By Susan M. McMillan, PhD
Our 2003 paper on point-biserial correlations and p-values, item statistics from classical test theory, has been one of our most popular publications. This three-part blog provides a slightly revised and refreshed explanation for how item statistics can be used by educators to improve classroom assessments. Part 1 is a nontechnical overview of item analysis and explains why we recommend it for classroom assessments. Part 2 describes how to compute p-values and point-biserial correlations using an Excel spreadsheet, and Part 3 discusses the interpretation of item statistics.
Part 2: Computing P-Values and Point-Biserial Correlations
Some item banks and many learning management systems provide p-values and point-biserial (or item-total) correlations, so you may skip to “Part 3: Interpreting Item Statistics” of this blog series if you already have item statistics and aren’t interested in how they are computed. In this section, we present examples based on a fictional classroom test that is summarized in Figure 1.
The student names are listed in rows 3 through 11 of column A, and the items are listed as the column headers (columns B through K) in row 2. All items are scored 0 if incorrect and 1 if correct. Each table cell contains the score that a student received on an item. For example, Aaron is the only student who got Item 10 correct (score of 1 in cell K3).
The p-value is the proportion of students who got an item with only two score points (correct or incorrect) correct. To compute the p-value, we need to sum the number of students who got the item correct and divide by the number of students who took the item.
Row 12 of Figure 2 demonstrates how to compute the p-value1. The cell with a heavy black border, B12, contains the formula shown in the formula bar at the top of Figure 2. When typing into cell B12, the equals sign tells Excel to expect a formula. The formula tells Excel to count the number of correct responses (count the number of “1s” in cells B3 through B11) and divide that total by the number of students with scores (count the number of numeric values in the same range of cells).
Copy the formula into cells C12 through K12 to get a p-value for each item.

→ **Dataset excerpts**
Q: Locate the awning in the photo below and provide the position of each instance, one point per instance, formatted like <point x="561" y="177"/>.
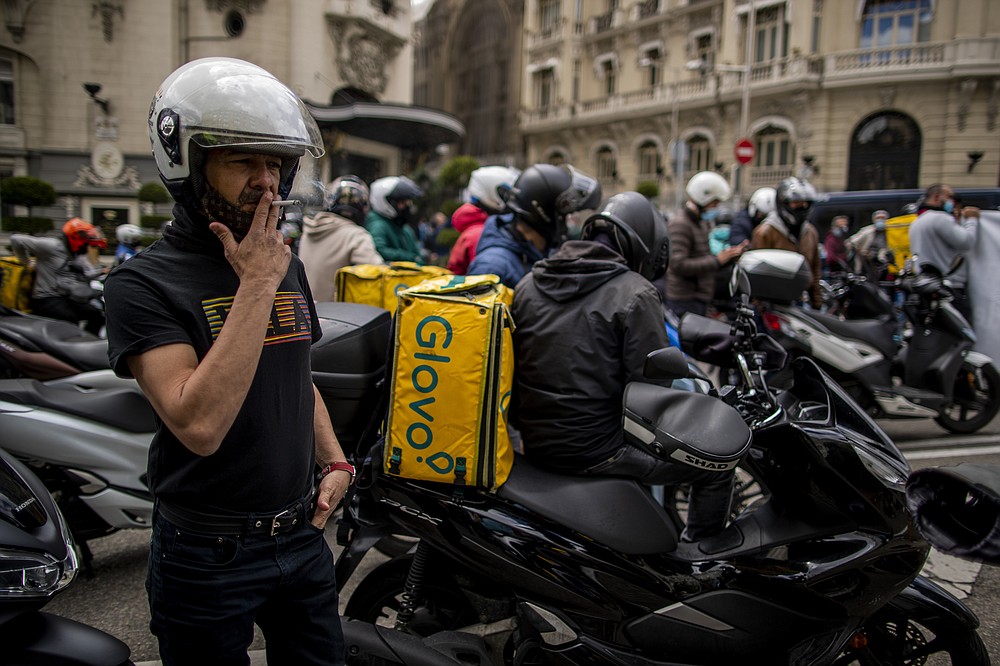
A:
<point x="401" y="125"/>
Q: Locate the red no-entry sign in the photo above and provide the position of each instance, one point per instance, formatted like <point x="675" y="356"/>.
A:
<point x="744" y="151"/>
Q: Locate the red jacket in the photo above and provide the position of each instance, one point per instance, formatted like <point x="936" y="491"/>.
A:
<point x="468" y="220"/>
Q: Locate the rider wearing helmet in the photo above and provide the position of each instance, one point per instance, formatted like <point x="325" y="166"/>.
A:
<point x="540" y="199"/>
<point x="216" y="323"/>
<point x="334" y="238"/>
<point x="390" y="220"/>
<point x="128" y="236"/>
<point x="586" y="318"/>
<point x="693" y="267"/>
<point x="761" y="203"/>
<point x="787" y="228"/>
<point x="64" y="268"/>
<point x="487" y="187"/>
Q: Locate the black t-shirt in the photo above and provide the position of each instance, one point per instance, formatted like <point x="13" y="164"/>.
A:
<point x="179" y="291"/>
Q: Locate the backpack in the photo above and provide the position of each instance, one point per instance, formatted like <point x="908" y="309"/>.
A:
<point x="16" y="281"/>
<point x="453" y="369"/>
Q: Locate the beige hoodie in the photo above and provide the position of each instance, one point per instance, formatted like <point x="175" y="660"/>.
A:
<point x="329" y="242"/>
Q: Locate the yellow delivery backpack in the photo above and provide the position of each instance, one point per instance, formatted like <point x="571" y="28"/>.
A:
<point x="378" y="284"/>
<point x="453" y="368"/>
<point x="16" y="280"/>
<point x="897" y="238"/>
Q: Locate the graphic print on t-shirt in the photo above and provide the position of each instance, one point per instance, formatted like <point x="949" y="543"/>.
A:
<point x="290" y="320"/>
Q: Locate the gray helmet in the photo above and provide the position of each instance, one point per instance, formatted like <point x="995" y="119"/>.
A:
<point x="637" y="228"/>
<point x="216" y="103"/>
<point x="347" y="196"/>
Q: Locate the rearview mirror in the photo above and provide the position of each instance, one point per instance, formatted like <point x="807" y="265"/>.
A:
<point x="665" y="364"/>
<point x="739" y="282"/>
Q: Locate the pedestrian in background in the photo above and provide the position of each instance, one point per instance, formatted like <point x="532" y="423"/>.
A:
<point x="487" y="187"/>
<point x="216" y="322"/>
<point x="391" y="217"/>
<point x="943" y="233"/>
<point x="334" y="237"/>
<point x="835" y="244"/>
<point x="693" y="268"/>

→ **Task goal**
Answer from the source text on item statistics:
(a) In which rows and column are the student names listed?
(b) What score does an item receive when it is answered incorrectly, and when it is answered correctly?
(c) Into which cells should the p-value formula be copied?

→ **Response box**
(a) Rows 3 through 11 of column A.
(b) 0 if incorrect and 1 if correct.
(c) Cells C12 through K12.